- _TASK INSTRUCTIONS_
Return exactly the lines from the "Would you kindly indicate the snow field" line through the last line of the entries below. Include no pictures.

- _RECORDS SHOWN_

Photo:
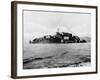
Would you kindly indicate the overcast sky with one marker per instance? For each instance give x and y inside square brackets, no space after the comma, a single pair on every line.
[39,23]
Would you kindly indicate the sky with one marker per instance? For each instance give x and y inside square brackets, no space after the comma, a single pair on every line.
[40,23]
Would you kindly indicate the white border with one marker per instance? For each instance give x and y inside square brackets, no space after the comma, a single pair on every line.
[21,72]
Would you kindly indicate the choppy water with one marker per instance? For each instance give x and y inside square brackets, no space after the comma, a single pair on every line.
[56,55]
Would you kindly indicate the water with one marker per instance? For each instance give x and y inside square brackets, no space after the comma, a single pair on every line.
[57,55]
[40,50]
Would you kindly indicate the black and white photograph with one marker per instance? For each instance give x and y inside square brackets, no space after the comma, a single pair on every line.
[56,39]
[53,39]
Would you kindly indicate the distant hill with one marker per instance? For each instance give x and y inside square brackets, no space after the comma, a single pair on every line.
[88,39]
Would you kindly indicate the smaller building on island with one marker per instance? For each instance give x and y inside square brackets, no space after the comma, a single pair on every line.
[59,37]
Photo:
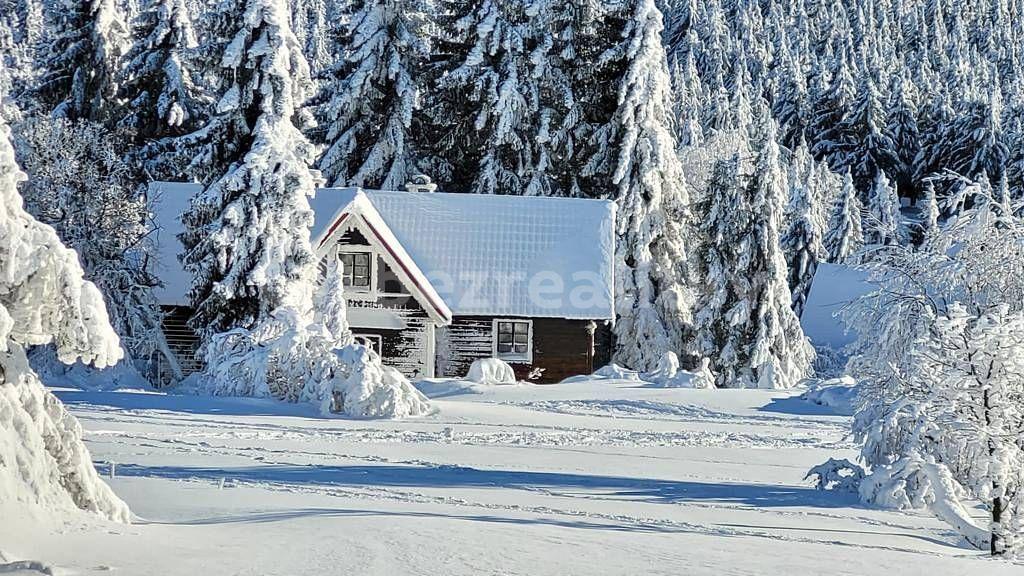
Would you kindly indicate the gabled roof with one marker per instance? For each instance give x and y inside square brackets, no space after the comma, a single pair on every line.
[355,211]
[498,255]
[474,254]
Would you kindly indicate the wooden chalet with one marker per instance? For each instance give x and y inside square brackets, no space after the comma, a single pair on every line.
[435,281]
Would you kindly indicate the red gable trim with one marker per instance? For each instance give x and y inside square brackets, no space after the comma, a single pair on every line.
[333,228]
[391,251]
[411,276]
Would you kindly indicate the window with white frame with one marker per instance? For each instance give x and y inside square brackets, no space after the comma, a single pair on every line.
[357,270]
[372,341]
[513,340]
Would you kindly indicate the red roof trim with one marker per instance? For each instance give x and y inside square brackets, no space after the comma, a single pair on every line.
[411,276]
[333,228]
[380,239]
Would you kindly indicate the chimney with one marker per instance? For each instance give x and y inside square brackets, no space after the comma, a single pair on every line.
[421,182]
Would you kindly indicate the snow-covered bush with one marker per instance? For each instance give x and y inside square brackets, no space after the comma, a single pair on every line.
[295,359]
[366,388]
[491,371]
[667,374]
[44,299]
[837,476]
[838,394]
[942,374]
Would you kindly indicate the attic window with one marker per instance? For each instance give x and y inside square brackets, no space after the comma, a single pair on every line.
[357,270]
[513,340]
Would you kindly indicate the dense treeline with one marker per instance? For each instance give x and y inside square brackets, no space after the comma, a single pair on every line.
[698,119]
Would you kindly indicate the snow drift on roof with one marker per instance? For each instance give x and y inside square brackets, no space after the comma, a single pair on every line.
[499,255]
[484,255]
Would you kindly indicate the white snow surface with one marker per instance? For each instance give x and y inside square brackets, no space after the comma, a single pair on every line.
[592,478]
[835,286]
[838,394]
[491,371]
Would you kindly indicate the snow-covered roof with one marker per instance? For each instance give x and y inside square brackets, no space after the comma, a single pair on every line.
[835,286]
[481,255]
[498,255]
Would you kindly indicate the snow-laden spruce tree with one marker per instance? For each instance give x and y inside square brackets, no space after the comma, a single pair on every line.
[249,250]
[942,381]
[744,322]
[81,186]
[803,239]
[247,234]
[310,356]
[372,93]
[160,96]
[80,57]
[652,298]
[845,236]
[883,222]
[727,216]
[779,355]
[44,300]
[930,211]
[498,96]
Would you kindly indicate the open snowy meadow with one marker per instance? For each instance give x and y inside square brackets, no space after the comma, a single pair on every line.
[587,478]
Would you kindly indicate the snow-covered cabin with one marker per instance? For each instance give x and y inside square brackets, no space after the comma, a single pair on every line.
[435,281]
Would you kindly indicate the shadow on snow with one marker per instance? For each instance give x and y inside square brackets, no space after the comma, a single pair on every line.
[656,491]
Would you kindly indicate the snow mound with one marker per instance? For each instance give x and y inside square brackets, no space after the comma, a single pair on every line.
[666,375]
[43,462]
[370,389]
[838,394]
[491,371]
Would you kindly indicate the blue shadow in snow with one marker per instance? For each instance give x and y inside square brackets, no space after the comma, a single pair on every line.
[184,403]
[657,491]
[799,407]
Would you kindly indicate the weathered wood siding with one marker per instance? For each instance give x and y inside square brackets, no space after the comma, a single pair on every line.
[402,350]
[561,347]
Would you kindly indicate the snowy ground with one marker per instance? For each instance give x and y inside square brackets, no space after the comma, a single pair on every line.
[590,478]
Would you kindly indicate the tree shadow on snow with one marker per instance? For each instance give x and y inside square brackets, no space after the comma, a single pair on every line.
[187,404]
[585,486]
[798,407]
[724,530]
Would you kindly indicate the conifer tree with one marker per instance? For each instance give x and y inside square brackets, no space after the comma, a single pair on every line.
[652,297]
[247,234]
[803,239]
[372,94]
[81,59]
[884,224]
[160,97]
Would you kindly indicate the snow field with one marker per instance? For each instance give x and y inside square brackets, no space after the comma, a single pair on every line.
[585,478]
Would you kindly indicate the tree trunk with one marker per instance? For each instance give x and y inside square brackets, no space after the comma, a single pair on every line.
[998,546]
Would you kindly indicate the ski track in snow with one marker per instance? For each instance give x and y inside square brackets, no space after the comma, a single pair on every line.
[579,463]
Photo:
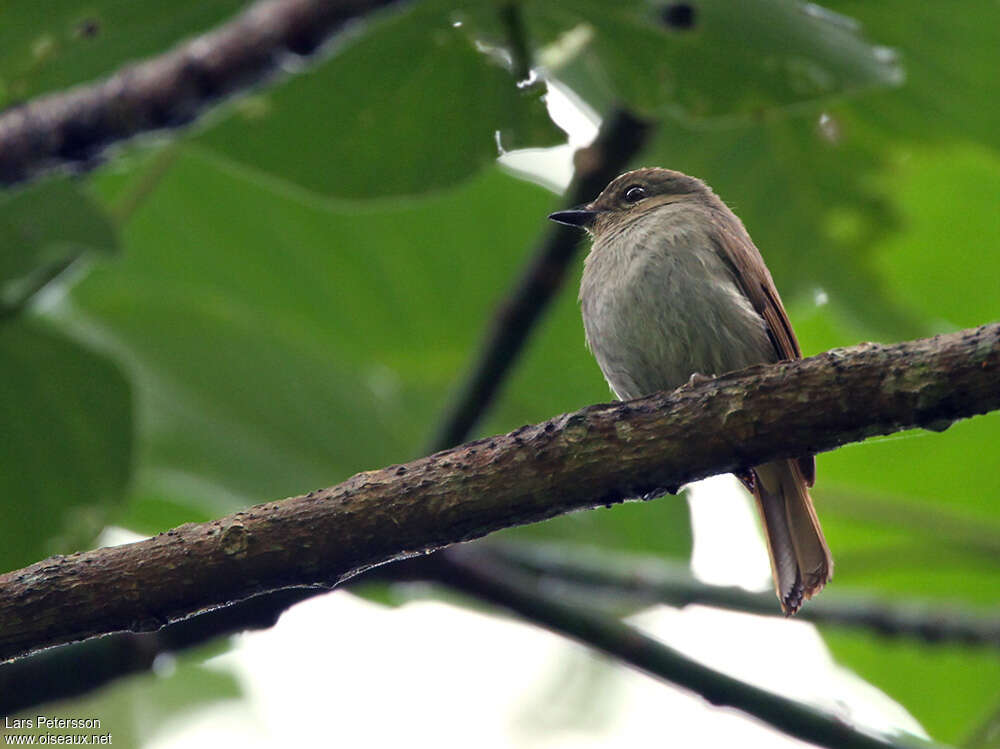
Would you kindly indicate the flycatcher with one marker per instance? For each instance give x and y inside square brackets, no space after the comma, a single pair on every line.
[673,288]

- _REPLY TO THE EXERCISE_
Would you kindly indicate the snow field with one marker per instance? For each instance give x and y inside square brackets, no space after the comma, a single pair on every line.
[585,478]
Would you kindly indicate the tree trunk with one marker per instance? For each instance give x and y inside square brackets, no space after the comma, a single pair on every line.
[998,546]
Would you kindly indicate the ski track in snow with one marker per instance? For each instance give x and y inside square brackets, no space after the comma, a single pair on every line.
[579,463]
Photo:
Would you kindly indicate the flycatcher with one marker per instance? For each instance give x and y inside square brackets, no space after the comma, a single pair on every line.
[673,288]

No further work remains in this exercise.